Write out the data below in full. Keep it exact.

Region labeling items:
·····

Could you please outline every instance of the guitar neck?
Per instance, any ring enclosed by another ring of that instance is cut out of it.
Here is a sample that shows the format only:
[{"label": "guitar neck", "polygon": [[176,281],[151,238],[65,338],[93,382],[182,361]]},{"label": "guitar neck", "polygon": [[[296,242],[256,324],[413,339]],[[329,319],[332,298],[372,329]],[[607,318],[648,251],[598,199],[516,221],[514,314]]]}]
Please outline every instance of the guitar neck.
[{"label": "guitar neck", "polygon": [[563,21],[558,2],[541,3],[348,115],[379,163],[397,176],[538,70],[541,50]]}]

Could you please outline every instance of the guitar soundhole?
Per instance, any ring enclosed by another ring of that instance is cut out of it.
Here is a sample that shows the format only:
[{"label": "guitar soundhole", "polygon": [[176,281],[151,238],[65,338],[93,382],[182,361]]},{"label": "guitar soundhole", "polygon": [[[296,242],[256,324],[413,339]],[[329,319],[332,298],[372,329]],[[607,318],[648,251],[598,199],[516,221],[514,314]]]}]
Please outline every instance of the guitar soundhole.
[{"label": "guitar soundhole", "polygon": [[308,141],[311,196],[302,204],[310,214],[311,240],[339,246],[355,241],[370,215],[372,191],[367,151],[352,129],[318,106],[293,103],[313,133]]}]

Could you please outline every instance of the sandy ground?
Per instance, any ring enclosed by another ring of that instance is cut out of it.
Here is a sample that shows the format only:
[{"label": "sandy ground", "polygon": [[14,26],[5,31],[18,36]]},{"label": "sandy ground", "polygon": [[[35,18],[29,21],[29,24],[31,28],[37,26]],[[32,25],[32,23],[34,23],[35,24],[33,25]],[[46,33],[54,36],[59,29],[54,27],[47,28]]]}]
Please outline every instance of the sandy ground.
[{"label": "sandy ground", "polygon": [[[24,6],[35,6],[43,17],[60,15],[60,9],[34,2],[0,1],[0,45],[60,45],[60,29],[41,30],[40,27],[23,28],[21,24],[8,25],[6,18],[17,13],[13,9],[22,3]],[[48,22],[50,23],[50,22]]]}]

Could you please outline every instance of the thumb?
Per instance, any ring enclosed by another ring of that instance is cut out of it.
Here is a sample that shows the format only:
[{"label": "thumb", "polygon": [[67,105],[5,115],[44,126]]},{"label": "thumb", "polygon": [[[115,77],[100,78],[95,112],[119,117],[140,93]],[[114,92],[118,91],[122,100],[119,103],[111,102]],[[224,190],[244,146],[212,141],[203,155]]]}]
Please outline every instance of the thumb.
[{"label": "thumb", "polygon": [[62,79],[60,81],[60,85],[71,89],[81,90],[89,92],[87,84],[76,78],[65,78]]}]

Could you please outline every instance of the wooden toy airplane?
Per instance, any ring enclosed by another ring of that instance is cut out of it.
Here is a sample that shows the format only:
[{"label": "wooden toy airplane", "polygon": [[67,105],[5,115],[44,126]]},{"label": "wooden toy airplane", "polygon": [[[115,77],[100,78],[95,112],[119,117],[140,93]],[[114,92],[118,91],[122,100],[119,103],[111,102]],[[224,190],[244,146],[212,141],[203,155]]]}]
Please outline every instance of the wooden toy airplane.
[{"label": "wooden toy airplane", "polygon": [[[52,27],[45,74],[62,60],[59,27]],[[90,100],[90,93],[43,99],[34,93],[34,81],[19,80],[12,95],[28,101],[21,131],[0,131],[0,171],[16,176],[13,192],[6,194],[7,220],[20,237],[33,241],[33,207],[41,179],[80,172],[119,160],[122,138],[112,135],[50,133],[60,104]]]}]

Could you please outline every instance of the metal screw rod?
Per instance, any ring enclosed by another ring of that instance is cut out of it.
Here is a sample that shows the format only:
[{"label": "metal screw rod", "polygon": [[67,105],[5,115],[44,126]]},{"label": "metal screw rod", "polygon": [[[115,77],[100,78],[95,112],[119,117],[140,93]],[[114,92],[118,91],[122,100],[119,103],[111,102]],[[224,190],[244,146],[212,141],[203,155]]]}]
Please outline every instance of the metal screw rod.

·····

FINAL RESULT:
Could you please outline every instance of the guitar neck?
Per instance, any ring enclosed by another ring of that instance is cut out of it.
Here is a sample that shows the format only:
[{"label": "guitar neck", "polygon": [[176,281],[151,238],[65,338],[93,382],[182,361]]},{"label": "guitar neck", "polygon": [[[296,242],[256,324],[413,339]],[[329,319],[332,298],[372,329]],[[607,318],[648,251],[598,199],[516,221],[514,314]]]}]
Please outline every instance of the guitar neck.
[{"label": "guitar neck", "polygon": [[563,21],[558,2],[541,3],[348,115],[379,163],[397,176],[538,70],[541,50]]}]

Could you please outline every instance of the guitar soundhole?
Per instance, any ring enclosed by another ring of that instance is cut out of it.
Here is a sample that shows the format only:
[{"label": "guitar soundhole", "polygon": [[176,281],[151,238],[65,338],[93,382],[182,361]]},{"label": "guitar soundhole", "polygon": [[[296,242],[256,324],[413,339]],[[329,319],[332,298],[372,329]],[[607,318],[648,251],[598,199],[516,221],[514,314]]]}]
Please outline every instance of the guitar soundhole.
[{"label": "guitar soundhole", "polygon": [[308,141],[311,196],[302,204],[310,214],[311,240],[339,246],[355,241],[370,215],[372,191],[367,151],[352,129],[318,106],[293,103],[313,133]]}]

Could you please outline every instance of the sandy ground?
Per instance, any ring enclosed by another ring of that instance is cut out of it.
Here is a sample that shows the format only:
[{"label": "sandy ground", "polygon": [[14,26],[5,31],[18,36]]},{"label": "sandy ground", "polygon": [[[35,18],[29,21],[29,24],[31,28],[37,26]],[[32,25],[32,23],[34,23],[35,24],[33,25]],[[46,33],[54,36],[59,29],[54,27],[47,28]]]}]
Please outline every instance of the sandy ground.
[{"label": "sandy ground", "polygon": [[[24,6],[35,6],[43,17],[60,15],[60,9],[34,2],[0,1],[0,45],[60,45],[60,29],[41,30],[40,27],[23,28],[21,24],[8,25],[6,18],[17,13],[13,9],[22,3]],[[48,22],[50,23],[50,22]]]}]

Could you please outline every instance of the thumb?
Per instance, any ring enclosed by another ring of that instance is cut out of it.
Here is a sample that shows the format only:
[{"label": "thumb", "polygon": [[67,105],[5,115],[44,126]]},{"label": "thumb", "polygon": [[[115,77],[100,78],[95,112],[119,117],[140,93]],[[114,92],[118,91],[122,100],[119,103],[111,102]],[[224,190],[244,146],[212,141],[203,155]]]}]
Please outline every instance of the thumb.
[{"label": "thumb", "polygon": [[62,79],[60,81],[60,85],[71,89],[81,90],[89,92],[87,84],[76,78],[65,78]]}]

Could you please outline every instance of the wooden toy airplane?
Per instance, any ring enclosed by another ring of that instance is cut out of it.
Here is a sample that shows the format only:
[{"label": "wooden toy airplane", "polygon": [[67,105],[5,115],[44,126]]},{"label": "wooden toy airplane", "polygon": [[[115,77],[100,78],[95,112],[119,117],[140,93]],[[114,92],[118,91],[122,100],[119,103],[111,102]],[[224,190],[244,146],[212,141],[203,155]]]}]
Please outline every instance of the wooden toy airplane.
[{"label": "wooden toy airplane", "polygon": [[[52,27],[45,74],[62,60],[59,27]],[[90,100],[90,93],[43,99],[34,93],[34,81],[19,80],[12,95],[28,101],[21,131],[0,131],[0,171],[16,176],[13,192],[6,194],[7,220],[20,237],[33,241],[33,207],[41,179],[80,172],[119,160],[122,138],[112,135],[50,133],[60,104]]]}]

Could you please outline every instance of the metal screw rod?
Per instance, any ring enclosed by another ring of that instance is cut out of it.
Here is a sample that shows the format only:
[{"label": "metal screw rod", "polygon": [[67,105],[5,115],[44,126]]},{"label": "metal screw rod", "polygon": [[[115,77],[100,78],[95,112],[119,117],[140,93]],[[114,92],[118,91],[122,100],[119,103],[111,102]],[[224,190],[244,146],[212,141],[203,155]]]}]
Please outline every instance of the metal screw rod.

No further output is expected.